== Texto ==
..........
Neste início da segunda década do século XXI, tendo o homo sapiens já a venerável idade de dezenas de milhares de anos, a civilização, por ele edificada, mais de cinco mil, e sendo as também por ele criadas filosofia e ciência entidades culturais centenárias (até a jovem scienza nuova já leva quatrocentos anos de existência, o tempo passa…), Hawking vem-nos dizer algo que seria suposto já não passar de mera banalidade cimentada nas nossas cabeças pensantes: que o Universo não foi criado por nenhuma mente divina; não é obra de nenhum deus pessoal, como esse de que nos fala a Bíblia ou o Corão, mas sim o resultado de processos descritos pelas leis da física. O Universo é um efeito quântico. Além do mais, aproveite-se para o dizer, a ideia de uma mente operando de modo absolutamente misterioso e contrário a todos os indícios experimentais, a todos os dados cognitivos amealhados pelas neurociências, e, até mesmo, em contradição com as evidências, é algo que, entre gente cultivada, vai sendo cada vez menos suportável, se quisermos manter atitude de autêntica honestidade intelectual. (Recorde-se que à luz do conhecimento legado pelas neurociências, em particular nas últimas duas décadas, a hipótese de uma mente consciente funcionando à revelia de qualquer tipo de sistema neural é algo destituído de sentido. Ninguém no interior da comunidade científica põe em causa a correlação entre acontecimentos mentais e acontecimentos cerebrais. A polémica, que a há, e forte, situa-se a outro nível.)
Conclui-se, então, que na opinião de Hawking a hipótese de um deus pessoal demiúrgico não faz sentido. É simplesmente inútil à compreensão da história do universo, incluindo o problema da sua origem. Basta-nos o recurso a criações bem humanas como a mecânica quântica. Deus é uma hipótese descartável. Não deveríamos saber isto desde Laplace, pelo menos?
Bom, convenhamos que a conclusiva é bastante indigesta para quem organiza o seu sustento na base da ideia da reconfortante presença de um Criador divino. A coisa incomoda, é certo. Mas a inteligência crítica devia servir para superar a dificuldade, edificando comportamento adaptado às novas realidades cognitivas.
..........
== Itens fornecidos ==
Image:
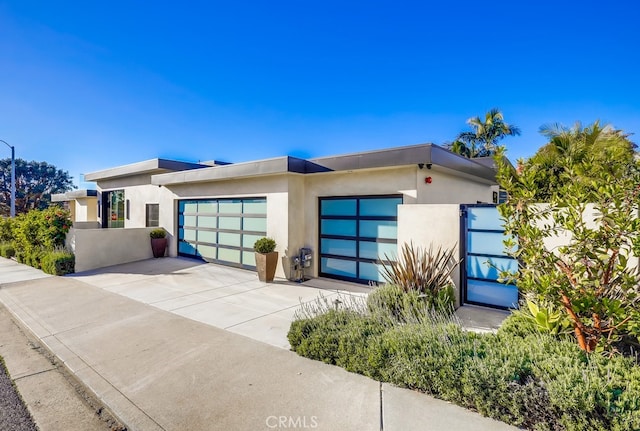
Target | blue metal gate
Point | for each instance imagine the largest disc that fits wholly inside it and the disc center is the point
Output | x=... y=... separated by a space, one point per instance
x=485 y=257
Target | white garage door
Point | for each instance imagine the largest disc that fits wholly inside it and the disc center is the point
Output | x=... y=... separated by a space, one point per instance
x=221 y=230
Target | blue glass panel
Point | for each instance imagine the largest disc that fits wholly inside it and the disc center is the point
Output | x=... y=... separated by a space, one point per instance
x=338 y=247
x=254 y=206
x=186 y=248
x=486 y=292
x=188 y=206
x=338 y=207
x=380 y=207
x=485 y=243
x=207 y=251
x=375 y=250
x=345 y=268
x=370 y=271
x=486 y=218
x=379 y=229
x=338 y=227
x=485 y=267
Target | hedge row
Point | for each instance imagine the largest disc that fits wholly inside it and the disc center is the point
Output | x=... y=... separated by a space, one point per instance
x=523 y=378
x=37 y=239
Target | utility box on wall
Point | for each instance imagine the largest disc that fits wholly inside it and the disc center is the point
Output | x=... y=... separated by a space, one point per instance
x=300 y=262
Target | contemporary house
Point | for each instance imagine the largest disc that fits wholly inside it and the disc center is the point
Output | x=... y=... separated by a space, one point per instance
x=345 y=212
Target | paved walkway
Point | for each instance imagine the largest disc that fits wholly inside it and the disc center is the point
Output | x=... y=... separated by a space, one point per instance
x=157 y=370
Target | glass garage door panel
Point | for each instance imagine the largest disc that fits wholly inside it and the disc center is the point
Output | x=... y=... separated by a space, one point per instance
x=485 y=258
x=492 y=293
x=221 y=230
x=355 y=235
x=338 y=247
x=338 y=207
x=380 y=207
x=344 y=268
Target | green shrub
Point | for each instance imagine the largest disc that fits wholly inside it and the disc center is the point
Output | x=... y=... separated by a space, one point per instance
x=318 y=338
x=58 y=262
x=523 y=377
x=264 y=245
x=394 y=302
x=518 y=324
x=427 y=272
x=7 y=250
x=6 y=229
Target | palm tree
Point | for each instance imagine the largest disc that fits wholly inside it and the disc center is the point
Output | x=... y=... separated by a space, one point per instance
x=482 y=140
x=569 y=150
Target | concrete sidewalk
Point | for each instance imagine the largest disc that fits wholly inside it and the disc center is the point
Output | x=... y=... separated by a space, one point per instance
x=157 y=370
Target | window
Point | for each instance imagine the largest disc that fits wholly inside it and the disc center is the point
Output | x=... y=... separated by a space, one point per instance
x=113 y=209
x=152 y=215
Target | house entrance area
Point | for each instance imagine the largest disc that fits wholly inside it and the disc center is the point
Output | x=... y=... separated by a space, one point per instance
x=221 y=230
x=355 y=233
x=485 y=257
x=113 y=209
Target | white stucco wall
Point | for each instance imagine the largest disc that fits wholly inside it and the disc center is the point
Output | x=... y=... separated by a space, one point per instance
x=446 y=188
x=85 y=209
x=98 y=248
x=400 y=181
x=437 y=225
x=292 y=200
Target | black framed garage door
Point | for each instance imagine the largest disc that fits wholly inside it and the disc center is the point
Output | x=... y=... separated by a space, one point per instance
x=221 y=230
x=355 y=233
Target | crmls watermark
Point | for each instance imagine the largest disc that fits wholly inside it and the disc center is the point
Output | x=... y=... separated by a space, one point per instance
x=292 y=422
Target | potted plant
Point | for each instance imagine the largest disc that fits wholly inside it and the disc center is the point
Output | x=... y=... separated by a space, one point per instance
x=266 y=258
x=158 y=242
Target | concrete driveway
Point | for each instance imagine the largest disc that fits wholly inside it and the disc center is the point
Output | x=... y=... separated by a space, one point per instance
x=228 y=298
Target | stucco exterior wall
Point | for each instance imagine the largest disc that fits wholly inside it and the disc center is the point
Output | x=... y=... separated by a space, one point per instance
x=84 y=209
x=400 y=181
x=437 y=225
x=292 y=202
x=98 y=248
x=446 y=188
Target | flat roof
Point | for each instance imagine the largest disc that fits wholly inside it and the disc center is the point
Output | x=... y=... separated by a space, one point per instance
x=153 y=166
x=421 y=155
x=274 y=166
x=73 y=194
x=409 y=155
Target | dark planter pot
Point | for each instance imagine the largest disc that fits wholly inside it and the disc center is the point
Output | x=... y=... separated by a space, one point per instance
x=158 y=246
x=266 y=266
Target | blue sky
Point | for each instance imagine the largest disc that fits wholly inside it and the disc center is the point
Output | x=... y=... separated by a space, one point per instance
x=91 y=85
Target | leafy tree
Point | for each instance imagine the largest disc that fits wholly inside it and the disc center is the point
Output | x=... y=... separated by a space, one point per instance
x=482 y=140
x=35 y=183
x=593 y=202
x=602 y=148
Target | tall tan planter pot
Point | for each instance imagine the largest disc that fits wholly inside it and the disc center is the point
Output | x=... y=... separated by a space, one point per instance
x=266 y=264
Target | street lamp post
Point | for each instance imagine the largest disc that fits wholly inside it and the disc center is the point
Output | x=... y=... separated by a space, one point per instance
x=13 y=178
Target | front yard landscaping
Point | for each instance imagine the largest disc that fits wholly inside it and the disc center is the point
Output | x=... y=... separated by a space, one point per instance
x=569 y=359
x=37 y=239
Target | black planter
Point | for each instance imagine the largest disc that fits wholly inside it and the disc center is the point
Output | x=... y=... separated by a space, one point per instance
x=158 y=246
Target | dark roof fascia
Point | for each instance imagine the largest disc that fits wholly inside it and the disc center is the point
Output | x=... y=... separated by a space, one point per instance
..........
== Exercícios propostos ==
**A.** Responda a estas perguntas sobre o texto, uma por linha, com as marcas (i), (ii) e (iii):
(i) Há quantos anos existe a scienza nuova?
(ii) Desde que pensador, pergunta o texto, deveríamos saber que Deus é uma hipótese descartável?
(iii) O que devia servir para superar a dificuldade?
**B.** Edite o trecho do texto que começa em "Conclui-se, então, que" e segue até "Laplace, pelo menos?", trocando "mecânica quântica" por "física teórica".

== Respostas por tarefa ==
**A.**
(i) Quatrocentos anos.
(ii) Desde Laplace.
(iii) A inteligência crítica.

**B.**
Conclui-se, então, que na opinião de Hawking a hipótese de um deus pessoal demiúrgico não faz sentido. É simplesmente inútil à compreensão da história do universo, incluindo o problema da sua origem. Basta-nos o recurso a criações bem humanas como a física teórica. Deus é uma hipótese descartável. Não deveríamos saber isto desde Laplace, pelo menos?